▶ _Directions_: Extend the class action lawsuit news text below, picking up right after its final sentence.
** Opening Selected text block **
The mixed berries and pomegranate seeds were sold at Costco stores beginning in early 2013 and subsequently removed in May, when the CDC announced the finding of Hepatitis A contamination. Costco also issued a product recall and warned customers against consuming the berries.
Hepatitis A is a chronic liver disease that causes fatigue, nausea, vomiting, and a yellowing of the eyes and skin, among other symptoms. The disease is associated with foods tainted with fecal matter, and the illness can last from several weeks to several months. In some cases hepatitis A can be fatal.
According to the CDC, 70 consumers required hospitalization after contracting the disease. No deaths were reported.
Purely Pomegranate Inc, is also named as a defendant in the lawsuit, as the Hepatitis A contamination was linked to a shipment of pomegranate seeds Townsend Farms received from Purely Pomegranate, which had, in turn, been imported from a producer in Turkey.
The class seeks to represent anyone who ate the tainted berries and contracted hepatitis A or underwent testing or vaccination for the disease. People who came into close contact with sickened consumers are also eligible.
Cough it up Boys. A $39 million settlement has been reached in the gender bias class action lawsuit pending against Merrill Lynch, now owned by Bank of America Corp (BoFA). The lawsuit was brought by female brokers who claimed they were paid less than men and deprived of handling their fair share of lucrative accounts. Approximately 4,800 current and former female financial advisers and trainees at Bank of America and Merrill are eligible for this settlement.
According to a report by Reuters.com, the gender bias class action settlement was disclosed less than two weeks after news that the bank reached a $160 million settlement with hundreds of black Merrill Lynch & Co. brokers who alleged racial bias in pay, promotions and how large accounts were allocated.
The lawsuit, entitled The gender case is Calibuso et al v. Bank of America Corp et al, U.S. District Court, Eastern District of New York, No. 10-01413, alleged that female financial advisers and trainees were intentionally discriminated against by Bank of America and Merrill because the defendants favored male brokers when awarding pay, allocating client accounts and referrals, and providing professional and marketing support.
** Closing Selected text block **
** Opening Excerpted records block **
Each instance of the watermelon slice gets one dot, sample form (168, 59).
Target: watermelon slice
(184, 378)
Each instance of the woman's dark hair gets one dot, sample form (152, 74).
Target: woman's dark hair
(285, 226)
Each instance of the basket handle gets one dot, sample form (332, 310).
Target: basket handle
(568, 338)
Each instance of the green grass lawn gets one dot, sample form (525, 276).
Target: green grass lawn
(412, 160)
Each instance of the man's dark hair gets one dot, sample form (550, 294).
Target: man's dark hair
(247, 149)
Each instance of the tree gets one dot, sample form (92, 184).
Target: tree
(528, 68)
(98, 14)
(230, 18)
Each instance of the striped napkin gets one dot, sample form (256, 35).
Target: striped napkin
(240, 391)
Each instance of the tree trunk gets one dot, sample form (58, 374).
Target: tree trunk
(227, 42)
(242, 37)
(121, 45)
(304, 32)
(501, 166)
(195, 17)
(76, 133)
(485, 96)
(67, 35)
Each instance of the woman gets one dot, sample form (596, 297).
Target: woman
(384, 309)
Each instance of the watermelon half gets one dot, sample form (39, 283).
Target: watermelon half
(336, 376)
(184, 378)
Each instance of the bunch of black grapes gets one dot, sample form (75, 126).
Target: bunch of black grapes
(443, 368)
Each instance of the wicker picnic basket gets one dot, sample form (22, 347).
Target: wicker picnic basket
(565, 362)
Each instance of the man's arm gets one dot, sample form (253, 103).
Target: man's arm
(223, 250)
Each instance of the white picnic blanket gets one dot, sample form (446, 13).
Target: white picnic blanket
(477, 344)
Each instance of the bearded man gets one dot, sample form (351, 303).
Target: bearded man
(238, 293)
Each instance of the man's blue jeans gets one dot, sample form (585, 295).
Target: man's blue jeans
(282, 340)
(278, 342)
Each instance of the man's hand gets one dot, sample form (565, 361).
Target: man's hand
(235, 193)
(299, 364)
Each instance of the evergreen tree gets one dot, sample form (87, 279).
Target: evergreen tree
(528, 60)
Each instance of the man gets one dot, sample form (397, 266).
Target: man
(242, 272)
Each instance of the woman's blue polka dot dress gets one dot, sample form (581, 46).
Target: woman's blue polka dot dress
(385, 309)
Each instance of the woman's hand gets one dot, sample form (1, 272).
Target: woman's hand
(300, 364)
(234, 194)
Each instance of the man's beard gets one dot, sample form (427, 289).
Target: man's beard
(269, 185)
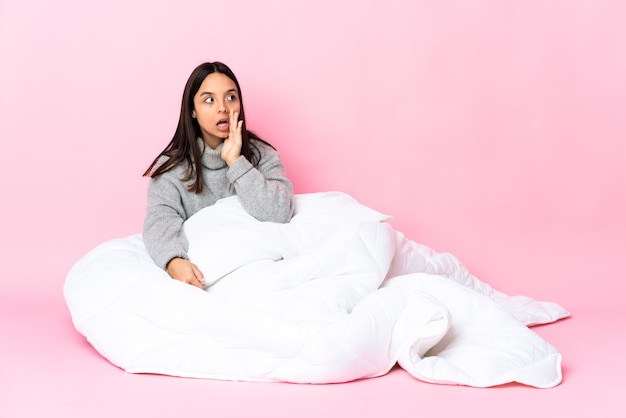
** Closing Excerpted records block **
▶ _Result below_:
According to court papers, such practices created a “cumulative advantage” effect that perpetuated and widened earnings disparities by gender. Bank of America was also accused of retaliating against female brokers who complained of bias.
Under the terms of the settlement agreement, BoFA will retain an independent monitor to oversee improvements to its practices. Additionally, it must hire a consultant to study how it “teams” brokers and how its teaming practices affect the allocation of accounts.
Bank of America is based in Charlotte, North Carolina, and said it ended June with nearly 15,800 financial advisers.
$300 Million Happy Ending. Yup—$300 million is the proposed force placed insurance settlement amount in a federal class action lawsuit pending against JPMorgan Chase & Co, and Assurant. The lawsuit alleged the defendants were overcharging homeowners for forced-placed insurance.
Under investigation by attorneys representing the plaintiffs since 2010, the lawsuit was filed in June 2012 on behalf of borrowers with forced place insurance policies as of June 2008. The lawsuit alleged the banking and insurance firms enriched themselves by more than $1 billion over five years, by forcing insurance on homeowners who declined to purchase insurance themselves.
If approved, the settlement would see Chase and Assurant pay 12.5 percent cash refunds to class members who paid the premiums of the force placed insurance and a 12.5 percent credit to class members who were charged the premiums but never paid them. This applies even if the borrowers already lost their homes.
Additionally, Chase has agreed to stop allowing its insurance agents to collect commissions from making force-placed insurance policies.
Ok Folks, That’s all for this week. Have a good one—see you at the bar!